> **To do**: Print every one of the following items line for line, without changing a single character.

[Stored entries]
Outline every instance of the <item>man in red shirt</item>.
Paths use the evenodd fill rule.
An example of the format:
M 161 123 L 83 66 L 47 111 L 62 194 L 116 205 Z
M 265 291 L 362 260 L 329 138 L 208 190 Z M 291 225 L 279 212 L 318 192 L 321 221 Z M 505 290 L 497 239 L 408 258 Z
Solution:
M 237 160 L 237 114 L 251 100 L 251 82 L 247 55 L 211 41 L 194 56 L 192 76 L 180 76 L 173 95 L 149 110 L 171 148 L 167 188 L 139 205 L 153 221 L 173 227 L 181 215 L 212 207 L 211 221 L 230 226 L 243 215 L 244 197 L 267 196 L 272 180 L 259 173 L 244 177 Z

> **Problem solution**:
Outline every instance of the <item>man in red shirt</item>.
Paths use the evenodd fill rule.
An example of the format:
M 161 123 L 83 66 L 47 111 L 62 194 L 116 205 Z
M 265 291 L 362 260 L 329 138 L 208 190 Z M 291 225 L 279 212 L 318 192 L 321 221 Z M 505 290 L 497 239 L 408 258 Z
Solution:
M 237 160 L 237 114 L 251 100 L 251 82 L 247 55 L 211 41 L 194 56 L 192 76 L 180 76 L 173 95 L 149 110 L 171 148 L 167 188 L 139 205 L 153 221 L 173 227 L 181 215 L 212 207 L 211 221 L 230 226 L 243 215 L 244 197 L 267 196 L 272 180 L 259 173 L 244 177 Z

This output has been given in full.